▶ _YOUR GOAL_
Only the pictures are to be omitted; everything else in the listing must be reproduced exactly.

· · · · · · ·

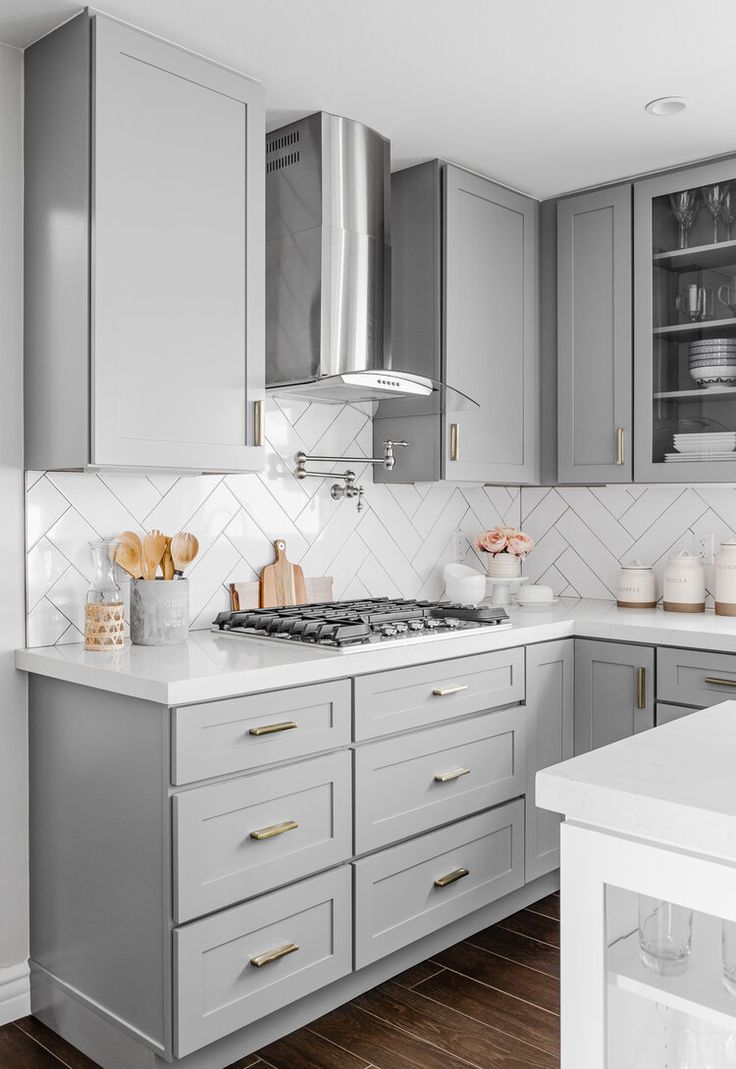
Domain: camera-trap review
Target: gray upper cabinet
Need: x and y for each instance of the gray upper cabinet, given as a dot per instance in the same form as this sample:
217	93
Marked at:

· · · · · · ·

▶ _RESPONSE TO THIS TASK_
Domain: camera-trap review
Target: gray upper cabinet
Need: x and y for each instance of the gray upper cabinet, given as a dot per instance in the same form as this sample:
217	93
Marked at:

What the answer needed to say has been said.